Smart packaging for better traceability of medicines
Smart packaging helps to better monitor transport conditions and traceability of transported products across the entire logistical chain. It helps to fight against counterfeiting as well as ensure monitoring of the administration of treatments by patients.
The use of digital in the packaging of medicines
Three concrete examples for the use of digital in packaging:
- The Data Matrix has been compulsory in France on all packaging with marketing authorisation since 2011. It allows each individual involved to know the batch number of the box of medicine, its marketing authorisation number and its expiry date.
- The individual packaging of medicines is equipped with a unique medicine identifier (UMI). Distributers, wholesalers, pharmacists and patients can then verify the authenticity of the medicine thanks to a secure UMI database.
- RFID (Radio-Frequency IDentification) chips serve to identify actual consumption and help patients take better care of themselves. The chip records the date and time each pill is taken by patients, allows the reporting of adverse reactions, and beeps as a reminder of the administration times. This technology is still expensive, so for the moment it remains reserved for very specific uses such as clinical trials.

> Provided records:

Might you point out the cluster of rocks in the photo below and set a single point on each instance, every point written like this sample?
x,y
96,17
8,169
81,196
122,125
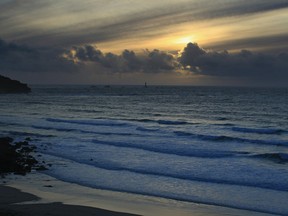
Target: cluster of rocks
x,y
16,157
12,86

> Exercise set:
[1] In the smart packaging text above, since what year has the Data Matrix been compulsory in France on all packaging with marketing authorisation?
[2] Please list everyone the smart packaging text above names as able to verify a medicine's authenticity through the secure UMI database.

> Written responses:
[1] Since 2011.

[2] Distributers, wholesalers, pharmacists and patients.